» **Text to read**:

• • •

Oops bean too long for me checking on this. Thread seems interesting. I would have to agree with the. Omens previously regarding my espresso when looking to get a fracino he seemed to be able to under

price the manufacturer? Spoke direct to fracino and managed to get a slight deal. Dunno my mc2 still does what i need it to just aesthetics that let it down.


----------



## shrink (Nov 12, 2012)

When you use a better grinder, you learn quickly where the mc2 has its limits. I was spoiled by getting to use some really great grinders. I needed to upgrade.

Having now used a quamar in the flesh, I think it is a genuinely superb grinder for the money. In fact just superb all in. It's a complete bargain for the performance on offer.


----------



## pauls18 (Dec 26, 2011)

Hi I'm new on here ( even tho I registered many moons ago )

I have been looking for the best place to buy a M80 E in polished aluminium with the mini hopper,who would you 'guys' recommend ? I tried My Espresso a great price £346 ,but says he only has the silver Finnish .

I'm also looking to buy a Francino Cherub ,so any purchase info on this ,would also be great .......

Many thanks


----------



## Walter Sobchak (Nov 29, 2012)

pauls18 said:


> Hi I'm new on here ( even tho I registered many moons ago )
> 
> I have been looking for the best place to buy a M80 E in polished aluminium with the mini hopper,who would you 'guys' recommend ? I tried My Espresso a great price £346 ,but says he only has the silver Finnish .
> 
> ...


Hi, sorry I can't help but I must say that is a very tempting price from myespresso.....


----------



## painty (Jul 25, 2011)

• • •

» **Exercise materials**:
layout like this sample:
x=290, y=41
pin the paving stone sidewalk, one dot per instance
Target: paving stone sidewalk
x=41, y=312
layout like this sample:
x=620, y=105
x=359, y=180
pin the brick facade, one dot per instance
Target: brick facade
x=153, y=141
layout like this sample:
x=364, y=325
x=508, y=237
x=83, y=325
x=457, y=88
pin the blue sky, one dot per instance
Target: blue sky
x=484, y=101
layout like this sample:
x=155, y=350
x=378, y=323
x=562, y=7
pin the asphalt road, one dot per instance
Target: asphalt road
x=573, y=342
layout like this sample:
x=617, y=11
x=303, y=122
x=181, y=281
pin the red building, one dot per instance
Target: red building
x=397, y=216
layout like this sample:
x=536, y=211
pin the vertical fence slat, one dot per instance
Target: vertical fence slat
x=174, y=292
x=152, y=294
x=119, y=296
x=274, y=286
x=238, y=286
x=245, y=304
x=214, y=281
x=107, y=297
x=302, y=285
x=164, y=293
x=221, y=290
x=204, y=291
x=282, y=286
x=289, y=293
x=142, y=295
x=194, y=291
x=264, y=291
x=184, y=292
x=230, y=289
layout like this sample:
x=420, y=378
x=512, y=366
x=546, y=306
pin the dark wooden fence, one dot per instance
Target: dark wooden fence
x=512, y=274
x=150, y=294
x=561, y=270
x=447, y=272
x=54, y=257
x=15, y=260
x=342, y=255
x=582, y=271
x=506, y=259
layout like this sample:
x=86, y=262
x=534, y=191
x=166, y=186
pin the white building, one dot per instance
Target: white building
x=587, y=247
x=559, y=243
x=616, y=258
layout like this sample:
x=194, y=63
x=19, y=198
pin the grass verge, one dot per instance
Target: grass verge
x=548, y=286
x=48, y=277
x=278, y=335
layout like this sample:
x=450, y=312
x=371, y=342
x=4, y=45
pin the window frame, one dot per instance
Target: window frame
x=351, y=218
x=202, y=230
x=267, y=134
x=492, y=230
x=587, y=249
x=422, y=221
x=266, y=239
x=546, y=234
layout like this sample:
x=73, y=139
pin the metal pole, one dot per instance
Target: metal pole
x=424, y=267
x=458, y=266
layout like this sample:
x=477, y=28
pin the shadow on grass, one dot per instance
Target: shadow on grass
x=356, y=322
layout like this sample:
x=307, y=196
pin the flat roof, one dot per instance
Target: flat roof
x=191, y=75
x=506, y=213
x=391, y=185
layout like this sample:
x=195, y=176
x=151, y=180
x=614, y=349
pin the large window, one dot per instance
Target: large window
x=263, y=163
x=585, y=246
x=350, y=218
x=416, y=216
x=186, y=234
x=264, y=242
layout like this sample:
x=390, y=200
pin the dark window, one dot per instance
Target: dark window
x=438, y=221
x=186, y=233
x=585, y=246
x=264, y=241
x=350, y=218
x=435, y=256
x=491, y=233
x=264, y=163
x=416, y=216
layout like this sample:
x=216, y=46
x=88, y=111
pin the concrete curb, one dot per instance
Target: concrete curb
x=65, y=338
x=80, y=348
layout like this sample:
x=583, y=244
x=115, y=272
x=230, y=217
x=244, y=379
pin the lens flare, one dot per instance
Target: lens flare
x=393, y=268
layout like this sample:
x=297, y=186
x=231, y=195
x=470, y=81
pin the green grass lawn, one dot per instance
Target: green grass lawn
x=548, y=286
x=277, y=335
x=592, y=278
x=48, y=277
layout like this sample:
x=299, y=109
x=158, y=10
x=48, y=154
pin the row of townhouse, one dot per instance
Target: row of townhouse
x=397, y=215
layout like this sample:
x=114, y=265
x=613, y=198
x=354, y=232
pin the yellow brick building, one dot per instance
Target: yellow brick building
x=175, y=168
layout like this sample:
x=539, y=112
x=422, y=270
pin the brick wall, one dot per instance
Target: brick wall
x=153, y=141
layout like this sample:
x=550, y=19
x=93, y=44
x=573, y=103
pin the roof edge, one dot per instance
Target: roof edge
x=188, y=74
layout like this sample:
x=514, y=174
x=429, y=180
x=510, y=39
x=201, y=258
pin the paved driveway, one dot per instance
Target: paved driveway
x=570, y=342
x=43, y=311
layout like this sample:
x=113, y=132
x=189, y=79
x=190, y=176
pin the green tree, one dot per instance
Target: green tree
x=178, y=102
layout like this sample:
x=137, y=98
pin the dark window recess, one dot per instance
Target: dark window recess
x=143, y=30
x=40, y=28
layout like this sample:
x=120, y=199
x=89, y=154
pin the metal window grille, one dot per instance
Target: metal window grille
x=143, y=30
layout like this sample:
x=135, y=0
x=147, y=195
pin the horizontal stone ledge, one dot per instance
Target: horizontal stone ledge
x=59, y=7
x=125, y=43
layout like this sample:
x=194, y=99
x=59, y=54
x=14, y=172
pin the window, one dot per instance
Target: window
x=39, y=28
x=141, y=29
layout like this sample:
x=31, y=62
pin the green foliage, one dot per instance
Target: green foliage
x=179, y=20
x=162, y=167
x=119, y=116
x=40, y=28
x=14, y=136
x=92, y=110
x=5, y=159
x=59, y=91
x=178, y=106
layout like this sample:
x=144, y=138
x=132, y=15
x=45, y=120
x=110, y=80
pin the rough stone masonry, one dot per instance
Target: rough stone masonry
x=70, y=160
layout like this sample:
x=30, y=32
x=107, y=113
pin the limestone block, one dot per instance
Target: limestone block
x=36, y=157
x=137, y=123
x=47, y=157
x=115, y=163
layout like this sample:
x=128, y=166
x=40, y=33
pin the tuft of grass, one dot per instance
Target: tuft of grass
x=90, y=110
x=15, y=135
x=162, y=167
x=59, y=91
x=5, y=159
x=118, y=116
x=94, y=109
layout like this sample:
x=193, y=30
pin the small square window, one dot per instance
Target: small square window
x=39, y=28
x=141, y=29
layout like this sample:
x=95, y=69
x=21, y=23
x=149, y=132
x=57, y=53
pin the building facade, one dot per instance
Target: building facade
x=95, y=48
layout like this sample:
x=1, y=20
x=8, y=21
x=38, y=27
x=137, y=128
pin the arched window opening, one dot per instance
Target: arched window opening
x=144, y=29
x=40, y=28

• • •

» **Task requirements**:
A: Write out everything in the espresso grinder thread from "Having now used" down to "be great .......".
B: Convert everything in the listing, from its start down to and including the line containing "x=230, y=289", into a numbered list, omitting blank lines.

» **Answers to the tasks**:
A:
Having now used a quamar in the flesh, I think it is a genuinely superb grinder for the money. In fact just superb all in. It's a complete bargain for the performance on offer.


----------



## pauls18 (Dec 26, 2011)

Hi I'm new on here ( even tho I registered many moons ago )

I have been looking for the best place to buy a M80 E in polished aluminium with the mini hopper,who would you 'guys' recommend ? I tried My Espresso a great price £346 ,but says he only has the silver Finnish .

I'm also looking to buy a Francino Cherub ,so any purchase info on this ,would also be great .......

B:
1. layout like this sample:
2. x=290, y=41
3. pin the paving stone sidewalk, one dot per instance
4. Target: paving stone sidewalk
5. x=41, y=312
6. layout like this sample:
7. x=620, y=105
8. x=359, y=180
9. pin the brick facade, one dot per instance
10. Target: brick facade
11. x=153, y=141
12. layout like this sample:
13. x=364, y=325
14. x=508, y=237
15. x=83, y=325
16. x=457, y=88
17. pin the blue sky, one dot per instance
18. Target: blue sky
19. x=484, y=101
20. layout like this sample:
21. x=155, y=350
22. x=378, y=323
23. x=562, y=7
24. pin the asphalt road, one dot per instance
25. Target: asphalt road
26. x=573, y=342
27. layout like this sample:
28. x=617, y=11
29. x=303, y=122
30. x=181, y=281
31. pin the red building, one dot per instance
32. Target: red building
33. x=397, y=216
34. layout like this sample:
35. x=536, y=211
36. pin the vertical fence slat, one dot per instance
37. Target: vertical fence slat
38. x=174, y=292
39. x=152, y=294
40. x=119, y=296
41. x=274, y=286
42. x=238, y=286
43. x=245, y=304
44. x=214, y=281
45. x=107, y=297
46. x=302, y=285
47. x=164, y=293
48. x=221, y=290
49. x=204, y=291
50. x=282, y=286
51. x=289, y=293
52. x=142, y=295
53. x=194, y=291
54. x=264, y=291
55. x=184, y=292
56. x=230, y=289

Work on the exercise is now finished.